Task instructions:
Lines before the one containing "Mark the white" are not wanted. Transcribe that line and all after it exactly, to the end of the entries.

Point-per-instance localization data
---+---

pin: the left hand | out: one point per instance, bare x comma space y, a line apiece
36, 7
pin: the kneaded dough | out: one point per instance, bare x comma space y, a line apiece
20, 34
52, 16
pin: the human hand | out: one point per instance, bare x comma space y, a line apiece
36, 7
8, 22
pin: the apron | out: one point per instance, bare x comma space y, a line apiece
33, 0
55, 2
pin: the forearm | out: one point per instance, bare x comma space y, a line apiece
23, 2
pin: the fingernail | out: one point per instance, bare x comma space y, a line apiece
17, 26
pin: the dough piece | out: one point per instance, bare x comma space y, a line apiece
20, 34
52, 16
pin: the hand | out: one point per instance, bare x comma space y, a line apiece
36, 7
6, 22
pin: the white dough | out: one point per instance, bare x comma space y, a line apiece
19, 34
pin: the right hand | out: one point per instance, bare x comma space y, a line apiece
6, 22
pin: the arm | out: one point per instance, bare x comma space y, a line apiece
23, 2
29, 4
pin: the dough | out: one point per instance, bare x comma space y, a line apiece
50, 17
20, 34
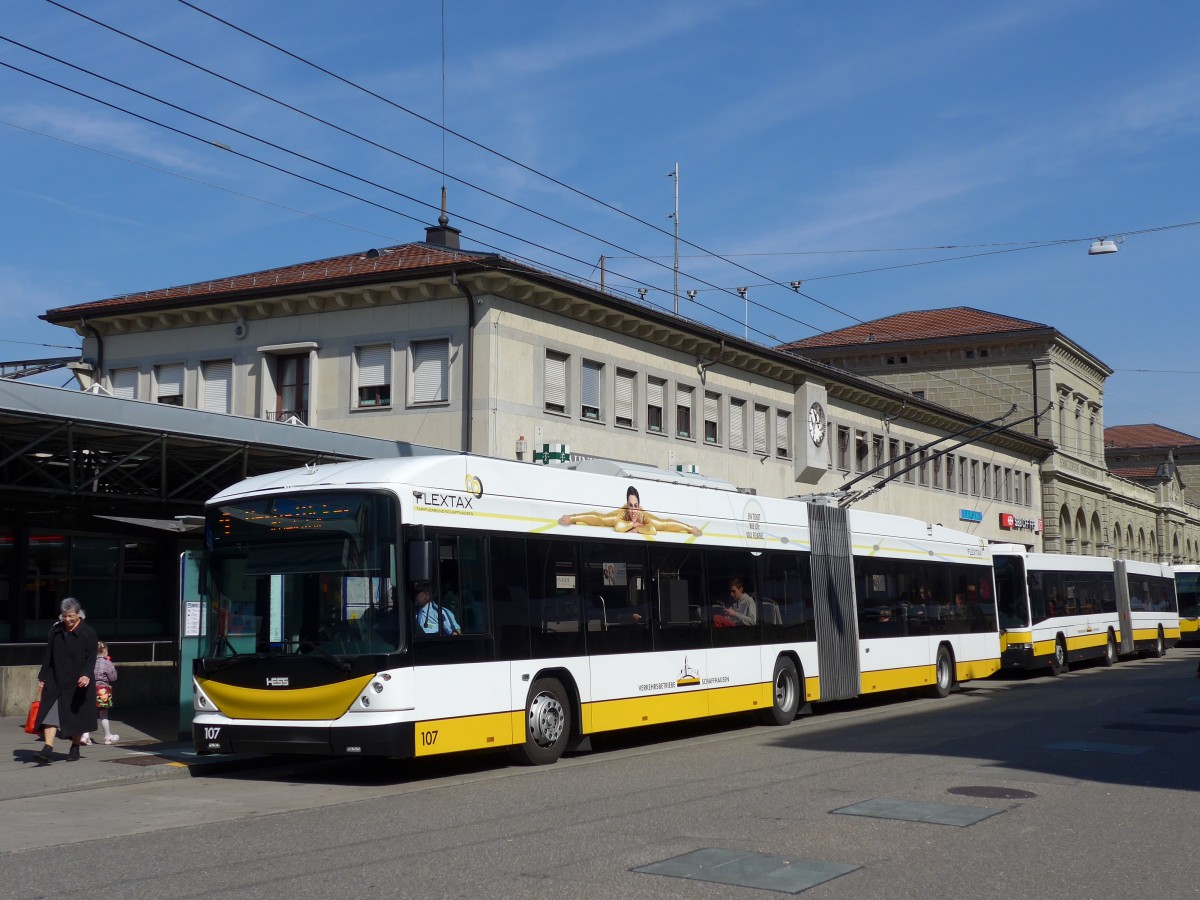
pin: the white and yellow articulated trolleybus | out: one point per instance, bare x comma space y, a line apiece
441, 604
1059, 609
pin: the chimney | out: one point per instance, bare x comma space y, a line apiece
442, 234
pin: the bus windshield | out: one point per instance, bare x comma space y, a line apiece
1011, 603
1187, 587
303, 574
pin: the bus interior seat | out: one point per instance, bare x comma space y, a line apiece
769, 612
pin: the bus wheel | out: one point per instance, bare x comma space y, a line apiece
1059, 663
547, 724
943, 675
1159, 646
785, 694
1110, 651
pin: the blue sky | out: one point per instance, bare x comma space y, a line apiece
814, 141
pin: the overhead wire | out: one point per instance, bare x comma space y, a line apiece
498, 154
375, 144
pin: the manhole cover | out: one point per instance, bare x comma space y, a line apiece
996, 793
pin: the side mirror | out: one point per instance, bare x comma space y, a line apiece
420, 561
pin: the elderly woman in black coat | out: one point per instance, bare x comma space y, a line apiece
67, 682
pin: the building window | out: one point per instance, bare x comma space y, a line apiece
684, 413
737, 424
655, 389
555, 382
169, 384
373, 372
844, 448
625, 399
783, 435
760, 429
431, 371
292, 388
591, 389
712, 418
216, 393
125, 383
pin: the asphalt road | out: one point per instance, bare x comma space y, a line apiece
1083, 787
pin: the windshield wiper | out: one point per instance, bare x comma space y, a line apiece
328, 657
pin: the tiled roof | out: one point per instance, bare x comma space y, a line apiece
390, 259
919, 325
1133, 436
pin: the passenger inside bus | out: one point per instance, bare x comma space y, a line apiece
433, 618
741, 610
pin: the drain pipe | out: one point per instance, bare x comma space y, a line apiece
467, 360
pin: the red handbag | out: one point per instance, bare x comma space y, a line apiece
31, 719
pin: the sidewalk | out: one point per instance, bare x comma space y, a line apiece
149, 748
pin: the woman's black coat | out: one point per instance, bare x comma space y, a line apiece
70, 654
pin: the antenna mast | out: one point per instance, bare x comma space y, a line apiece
676, 217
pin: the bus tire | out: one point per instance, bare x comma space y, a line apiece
1159, 648
1059, 661
785, 694
1110, 651
547, 724
943, 673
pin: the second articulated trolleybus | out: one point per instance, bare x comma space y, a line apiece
1056, 610
429, 605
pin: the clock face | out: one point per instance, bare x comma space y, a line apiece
816, 424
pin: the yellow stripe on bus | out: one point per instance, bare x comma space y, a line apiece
328, 701
892, 679
469, 732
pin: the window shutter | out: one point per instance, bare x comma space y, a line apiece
217, 387
375, 366
171, 379
783, 442
624, 397
125, 383
431, 364
760, 430
589, 385
737, 425
556, 382
654, 393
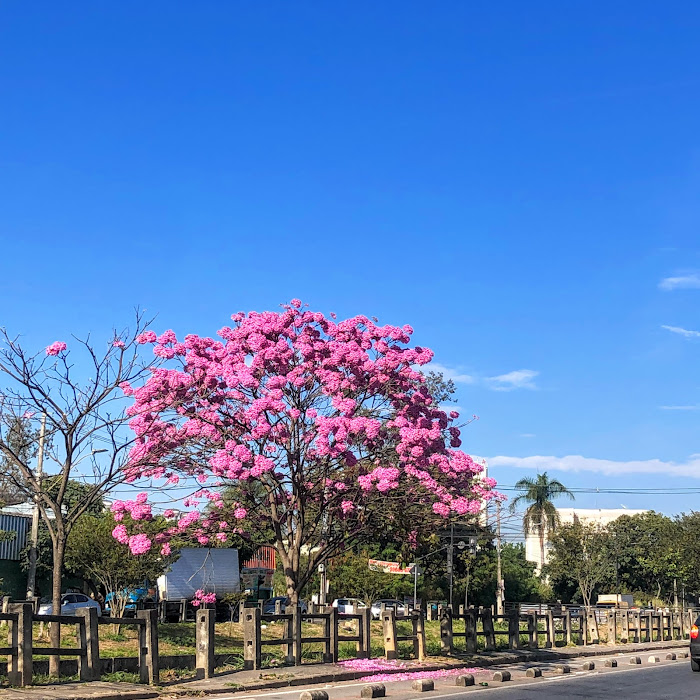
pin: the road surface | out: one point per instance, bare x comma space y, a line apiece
667, 680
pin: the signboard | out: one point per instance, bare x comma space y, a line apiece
389, 567
249, 578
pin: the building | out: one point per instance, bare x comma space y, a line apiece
588, 516
18, 522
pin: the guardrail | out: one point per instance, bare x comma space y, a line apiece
564, 627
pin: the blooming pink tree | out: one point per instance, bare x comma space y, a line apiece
316, 430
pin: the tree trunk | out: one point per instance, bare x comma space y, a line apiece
59, 551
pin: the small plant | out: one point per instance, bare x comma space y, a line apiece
121, 677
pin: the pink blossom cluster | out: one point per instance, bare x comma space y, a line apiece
56, 347
200, 597
139, 509
304, 404
419, 675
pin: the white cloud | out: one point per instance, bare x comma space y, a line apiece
682, 282
447, 407
682, 331
449, 373
518, 379
578, 463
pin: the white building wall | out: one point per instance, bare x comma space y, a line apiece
588, 516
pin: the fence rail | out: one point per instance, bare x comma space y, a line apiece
21, 650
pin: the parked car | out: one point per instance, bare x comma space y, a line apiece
70, 602
136, 599
398, 607
269, 605
695, 646
349, 606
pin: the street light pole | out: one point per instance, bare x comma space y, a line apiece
499, 575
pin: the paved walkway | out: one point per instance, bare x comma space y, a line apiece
313, 674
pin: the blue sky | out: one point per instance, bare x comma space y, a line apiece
518, 181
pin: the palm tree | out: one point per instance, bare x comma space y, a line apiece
541, 514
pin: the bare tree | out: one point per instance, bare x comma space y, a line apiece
87, 439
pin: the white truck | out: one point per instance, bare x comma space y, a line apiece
211, 570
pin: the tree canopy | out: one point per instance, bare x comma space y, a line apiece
325, 427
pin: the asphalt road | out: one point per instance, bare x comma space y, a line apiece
668, 680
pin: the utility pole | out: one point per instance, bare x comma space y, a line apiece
500, 587
450, 560
31, 574
322, 570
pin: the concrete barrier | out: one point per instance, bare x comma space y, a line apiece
313, 695
501, 676
465, 680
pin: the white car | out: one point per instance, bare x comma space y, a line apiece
70, 602
396, 605
349, 606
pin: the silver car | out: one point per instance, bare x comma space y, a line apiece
70, 602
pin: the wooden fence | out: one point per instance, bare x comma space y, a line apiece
21, 650
552, 628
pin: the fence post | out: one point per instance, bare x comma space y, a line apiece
532, 630
470, 620
296, 635
5, 608
389, 628
150, 618
204, 640
25, 663
89, 665
625, 632
332, 621
513, 629
365, 630
252, 657
612, 627
551, 635
592, 625
489, 636
446, 642
419, 636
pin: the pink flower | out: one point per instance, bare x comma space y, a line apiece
139, 544
146, 337
56, 347
120, 534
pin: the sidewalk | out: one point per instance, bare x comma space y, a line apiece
312, 674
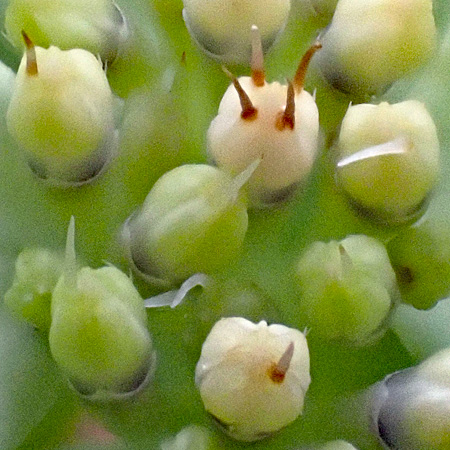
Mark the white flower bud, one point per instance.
(61, 114)
(371, 44)
(277, 123)
(192, 437)
(94, 25)
(222, 27)
(253, 377)
(388, 158)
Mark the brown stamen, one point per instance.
(257, 63)
(278, 371)
(287, 118)
(299, 79)
(31, 56)
(249, 112)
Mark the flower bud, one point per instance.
(277, 123)
(29, 297)
(388, 159)
(369, 45)
(347, 289)
(338, 445)
(99, 335)
(421, 259)
(253, 377)
(94, 25)
(61, 114)
(411, 408)
(192, 437)
(193, 220)
(222, 27)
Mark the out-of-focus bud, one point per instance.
(222, 27)
(253, 377)
(193, 220)
(388, 159)
(369, 45)
(420, 256)
(94, 25)
(98, 335)
(193, 437)
(411, 408)
(277, 123)
(37, 272)
(61, 114)
(346, 289)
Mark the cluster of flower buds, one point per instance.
(253, 377)
(94, 25)
(277, 123)
(98, 334)
(193, 220)
(410, 408)
(369, 45)
(222, 27)
(388, 159)
(347, 289)
(61, 114)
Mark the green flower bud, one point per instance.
(222, 27)
(253, 377)
(193, 220)
(61, 114)
(388, 159)
(347, 289)
(99, 334)
(29, 297)
(338, 445)
(421, 259)
(369, 45)
(193, 437)
(411, 408)
(277, 123)
(94, 25)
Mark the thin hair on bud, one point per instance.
(279, 370)
(257, 62)
(31, 69)
(70, 260)
(299, 79)
(248, 110)
(287, 119)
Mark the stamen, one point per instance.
(287, 119)
(249, 112)
(299, 79)
(278, 372)
(31, 55)
(257, 63)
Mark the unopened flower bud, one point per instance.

---+---

Completed task:
Mark the white flower bud, one point per instance.
(61, 114)
(371, 44)
(277, 123)
(192, 437)
(94, 25)
(222, 27)
(253, 377)
(388, 158)
Mark the brown stamen, one point per instance.
(257, 63)
(278, 371)
(287, 118)
(299, 79)
(31, 56)
(249, 112)
Mark the flower bud, one point per instance.
(277, 123)
(29, 297)
(388, 159)
(369, 45)
(347, 289)
(338, 445)
(99, 335)
(421, 259)
(253, 377)
(94, 25)
(61, 114)
(411, 408)
(192, 437)
(193, 220)
(222, 27)
Mark the out-of-focus bud, one point per instance.
(222, 27)
(253, 377)
(193, 220)
(388, 159)
(369, 45)
(420, 256)
(94, 25)
(98, 335)
(193, 437)
(411, 408)
(277, 123)
(37, 272)
(61, 114)
(346, 289)
Mark the cluster of flower buds, one point per instance.
(253, 377)
(94, 25)
(277, 123)
(98, 334)
(193, 220)
(410, 408)
(369, 45)
(222, 27)
(388, 159)
(347, 289)
(61, 114)
Mark the green flower bud, one point per instance.
(222, 27)
(253, 377)
(193, 220)
(61, 114)
(388, 159)
(347, 289)
(99, 334)
(29, 297)
(338, 445)
(421, 259)
(369, 45)
(193, 437)
(411, 408)
(277, 123)
(94, 25)
Mark the thin hair on bud, one point per instance.
(279, 370)
(257, 62)
(31, 69)
(70, 260)
(299, 79)
(248, 110)
(287, 119)
Mark the stamen, one point per instance.
(287, 119)
(249, 112)
(299, 79)
(278, 372)
(31, 55)
(257, 63)
Mark the unopened flower bud, one point per instance.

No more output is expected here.